---------- Texte extrait ----------

L'art de la guerre
Non à la « réforme » belliciste
de la Constitution italienne
Manlio Dinucci
© Manlio
Dinucci
Mardi 6 décembre 2016
La majorité des Italiens, défiant
les pouvoirs forts rangés au côté de
Renzi, a déjoué son plan de réforme
anticonstitutionnelle. Mais pour que
cela puisse ouvrir une voie nouvelle au
pays, il faut un autre Non fondamental :
celui contre la « réforme » belliciste
qui a démoli l’Article 11, un des
piliers fondamentaux de notre
Constitution. Les choix économiques et
politiques intérieurs, comme ceux du
gouvernement Renzi rejetés par la
majorité des Italiens, sont en fait
indissolublement liés à ceux de la
politique extérieure et militaire. Les
uns sont fonctionnels aux autres. Quand
à juste titre on nous propose
d’augmenter la dépense sociale, on ne
peut pas ignorer que l’Italie brûle dans
la dépense militaire 55 millions d’euros
par jour (chiffre fourni par l’Otan, en
réalité plus élevé). Quand à juste titre
on demande que les citoyens aient leur
mot à dire dans la politique intérieure,
on ne peut pas ignorer qu’ils n’ont
aucun mot à dire en politique
extérieure, qui continue à être orientée
vers la guerre.
Pendant que la campagne référendaire suivait son cours, est passée
sous silence quasi total l’annonce faite
au début de novembre par l’amiral Backer
de la U.S. Navy : « La station terrestre
du Muos à Niscemi, qui couvre une grande
partie de l’Europe et de l’Afrique, est
opérationnelle ».
Réalisée par General Dynamics -géant étasunien de l’industrie guerrière,
avec un chiffre d’affaires annuel de 30
milliards de dollars- la station de
Niscemi (Sicile) est une des quatre
stations terrestres Muos (les autres
sont en Virginie, aux Iles Hawaï et en
Australie). Par l’intermédiaire des
satellites de Lockheed Martin -autre
géant étasunien de l’industrie guerrière
avec 45 milliards de chiffre d’affaires-
le Muos relie au réseau de commandement
du Pentagone des sous-marins et navires
de guerre, chasseurs-bombardiers et
drones, véhicules militaires et
détachements terrestres en mouvement,
dans n’importe quelle partie du monde où
ils se trouvent.
L’entrée en opérationnalité de la station Muos de Niscemi potentialise la
fonction de l’Italie comme tremplin de
lancement des opérations militaires
USA/Otan vers le Sud et vers l’Est, au
moment où les USA se préparent à
installer sur notre territoire les
nouvelles bombes nucléaires B61-12.
Passé sous silence quasi total aussi,
pendant la campagne référendaire, le
« plan pour la défense européenne »

----------

* [À faire]:
A – Pouvez-vous recopier fidèlement l'article sur la Constitution italienne, depuis « L’entrée en opérationnalité » jusqu'à « bombes nucléaires B61-12. » compris ?
B – Pouvez-vous prolonger l'article sur la Constitution italienne à partir de l'endroit où il s'arrête ?

---------- Données fournies ----------

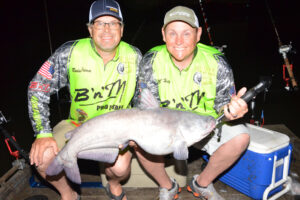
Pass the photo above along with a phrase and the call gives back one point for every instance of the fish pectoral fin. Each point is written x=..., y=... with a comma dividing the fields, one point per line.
x=108, y=155
x=181, y=151
x=69, y=134
x=71, y=170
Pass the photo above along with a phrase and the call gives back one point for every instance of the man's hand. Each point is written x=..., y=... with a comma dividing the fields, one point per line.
x=38, y=148
x=237, y=107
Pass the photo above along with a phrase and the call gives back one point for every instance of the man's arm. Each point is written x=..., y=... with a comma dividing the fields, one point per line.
x=48, y=80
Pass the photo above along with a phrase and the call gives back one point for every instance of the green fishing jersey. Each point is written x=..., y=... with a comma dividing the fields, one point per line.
x=203, y=87
x=94, y=88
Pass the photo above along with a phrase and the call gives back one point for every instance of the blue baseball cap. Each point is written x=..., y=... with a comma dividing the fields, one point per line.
x=105, y=7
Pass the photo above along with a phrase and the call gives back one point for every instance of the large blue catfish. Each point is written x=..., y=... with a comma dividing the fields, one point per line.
x=156, y=130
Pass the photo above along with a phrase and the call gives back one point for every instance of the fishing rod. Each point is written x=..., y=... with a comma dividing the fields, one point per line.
x=206, y=24
x=51, y=52
x=250, y=94
x=207, y=27
x=11, y=139
x=283, y=50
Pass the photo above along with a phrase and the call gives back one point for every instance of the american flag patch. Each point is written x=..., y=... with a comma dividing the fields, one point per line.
x=232, y=91
x=46, y=70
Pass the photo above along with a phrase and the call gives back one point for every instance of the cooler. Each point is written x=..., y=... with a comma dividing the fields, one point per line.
x=262, y=171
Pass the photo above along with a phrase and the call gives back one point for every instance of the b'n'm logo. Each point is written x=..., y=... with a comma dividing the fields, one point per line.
x=197, y=78
x=121, y=68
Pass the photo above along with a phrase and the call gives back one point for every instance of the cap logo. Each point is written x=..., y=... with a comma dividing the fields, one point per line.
x=180, y=13
x=112, y=9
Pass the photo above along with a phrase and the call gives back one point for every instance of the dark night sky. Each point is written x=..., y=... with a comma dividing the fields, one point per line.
x=244, y=26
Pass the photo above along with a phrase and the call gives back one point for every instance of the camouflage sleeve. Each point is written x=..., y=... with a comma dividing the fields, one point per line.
x=52, y=76
x=146, y=78
x=225, y=83
x=138, y=62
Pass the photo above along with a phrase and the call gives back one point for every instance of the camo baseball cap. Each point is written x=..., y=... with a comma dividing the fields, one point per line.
x=105, y=7
x=181, y=13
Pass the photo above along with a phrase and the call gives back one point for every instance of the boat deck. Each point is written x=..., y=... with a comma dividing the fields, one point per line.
x=24, y=190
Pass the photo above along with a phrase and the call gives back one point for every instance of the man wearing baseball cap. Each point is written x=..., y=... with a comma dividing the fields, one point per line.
x=186, y=75
x=89, y=67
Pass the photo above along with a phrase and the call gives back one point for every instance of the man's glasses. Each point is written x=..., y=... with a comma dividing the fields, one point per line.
x=101, y=25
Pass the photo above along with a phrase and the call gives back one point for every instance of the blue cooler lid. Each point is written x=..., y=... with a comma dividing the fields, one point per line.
x=263, y=140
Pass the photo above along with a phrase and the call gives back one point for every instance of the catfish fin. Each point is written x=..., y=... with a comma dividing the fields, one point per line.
x=181, y=151
x=55, y=167
x=148, y=101
x=108, y=155
x=69, y=134
x=73, y=173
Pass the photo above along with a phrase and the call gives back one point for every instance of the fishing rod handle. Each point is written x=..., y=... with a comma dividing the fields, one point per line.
x=291, y=74
x=250, y=94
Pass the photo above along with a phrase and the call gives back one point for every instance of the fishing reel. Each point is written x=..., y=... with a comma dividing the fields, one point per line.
x=2, y=118
x=285, y=49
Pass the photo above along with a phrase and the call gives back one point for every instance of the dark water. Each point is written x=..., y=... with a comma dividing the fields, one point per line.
x=244, y=26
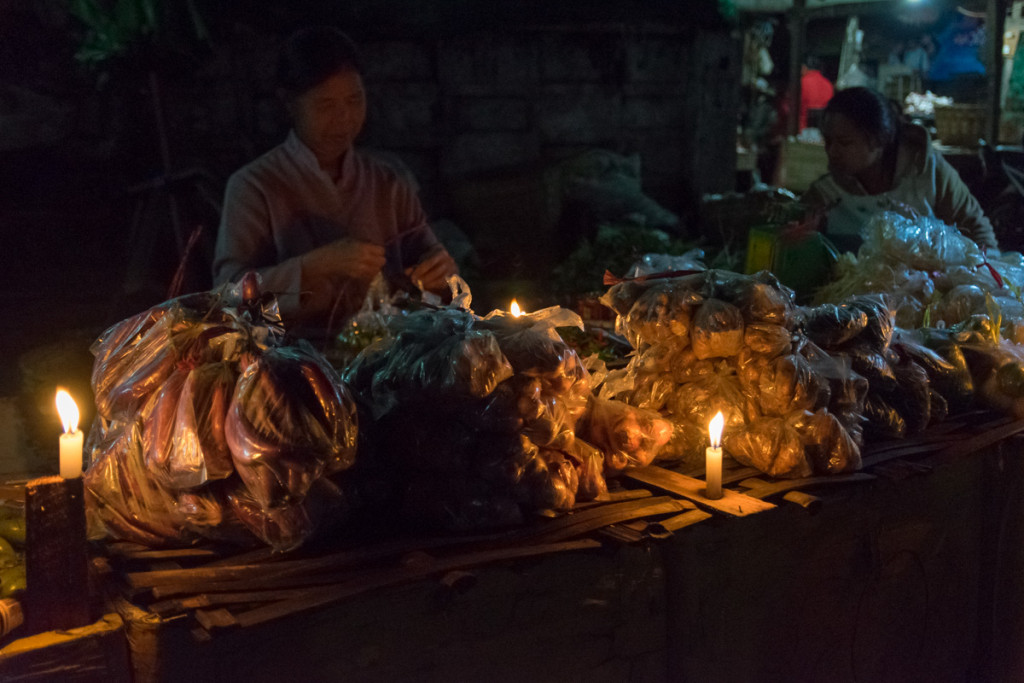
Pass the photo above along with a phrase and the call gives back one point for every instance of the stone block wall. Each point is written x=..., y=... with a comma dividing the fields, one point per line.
x=460, y=101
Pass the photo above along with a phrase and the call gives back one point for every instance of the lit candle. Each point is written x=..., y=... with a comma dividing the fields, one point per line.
x=72, y=439
x=713, y=467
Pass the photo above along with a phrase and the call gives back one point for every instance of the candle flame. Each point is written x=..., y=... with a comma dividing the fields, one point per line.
x=715, y=430
x=68, y=411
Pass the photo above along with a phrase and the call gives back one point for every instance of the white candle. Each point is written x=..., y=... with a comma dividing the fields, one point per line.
x=72, y=440
x=713, y=456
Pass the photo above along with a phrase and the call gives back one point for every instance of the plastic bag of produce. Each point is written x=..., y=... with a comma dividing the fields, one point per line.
x=652, y=391
x=788, y=384
x=717, y=330
x=960, y=303
x=922, y=243
x=458, y=505
x=879, y=332
x=948, y=376
x=830, y=326
x=828, y=445
x=291, y=420
x=200, y=421
x=122, y=500
x=650, y=264
x=629, y=436
x=683, y=367
x=697, y=401
x=592, y=482
x=160, y=436
x=761, y=298
x=772, y=445
x=882, y=420
x=663, y=312
x=875, y=368
x=284, y=526
x=550, y=481
x=125, y=378
x=770, y=340
x=441, y=352
x=687, y=443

----------

* [Problèmes résolus]:
A –
L’entrée en opérationnalité de la station Muos de Niscemi potentialise la
fonction de l’Italie comme tremplin de
lancement des opérations militaires
USA/Otan vers le Sud et vers l’Est, au
moment où les USA se préparent à
installer sur notre territoire les
nouvelles bombes nucléaires B61-12.

B –
présenté par Federica Mogherini : il
prévoit l’emploi de groupes de bataille,
capables d’être déployés en dix jours
jusqu’à 6 mille kilomètres de l’Europe.
Le plus grand de ces groupes, dont
l’Italie est « nation guide », a
effectué, dans la seconde moitié du mois
de novembre, l’exercice « European Wind
2016 » dans la province de Udine
(Frioul). Y ont participé 1500 soldats
d’Italie, Autriche, Croatie, Slovénie et
Hongrie. Le groupe de bataille sous
guide italienne, dont a été certifiée la
pleine capacité opérationnelle, est prêt
à être déployé dès janvier dans des
« aires de crise » surtout en Europe
orientale. Pour éviter toute équivoque
avec Washington, Mogherini a précisé que
cela « ne signifie pas créer une armée
européenne mais avoir plus de
coopération pour une défense plus
efficace en pleine complémentarité avec
l’Otan » : en d’autres termes que l’Ue
veut accroître sa force militaire en
restant sous commandement USA dans
l’Otan (dont sont membres 22 des 28 pays
de l’Union).
Pendant ce temps, le secrétaire général de l’Otan Stoltenberg remercie le
président néo-élu Trump pour « avoir
soulevé la question de la dépense pour
la défense », en précisant que « malgré
les progrès accomplis dans la
répartition de la charge, il y a encore
beaucoup à faire ».
En d’autres termes, les pays européens de l’Otan devront endosser une
dépense militaire beaucoup plus grande.
Les 55 millions d’euros, que nous payons
chaque jour pour le militaire,
augmenteront bientôt. Mais là-dessus il
n’y a pas de référendum.
Edition de mardi 6 décembre de
il manifesto
Rubrique publiée sous le titre :
« Le référendum que personne ne fait
jamais ». Le titre original est conservé
pour la version française, à la demande
de l’auteur.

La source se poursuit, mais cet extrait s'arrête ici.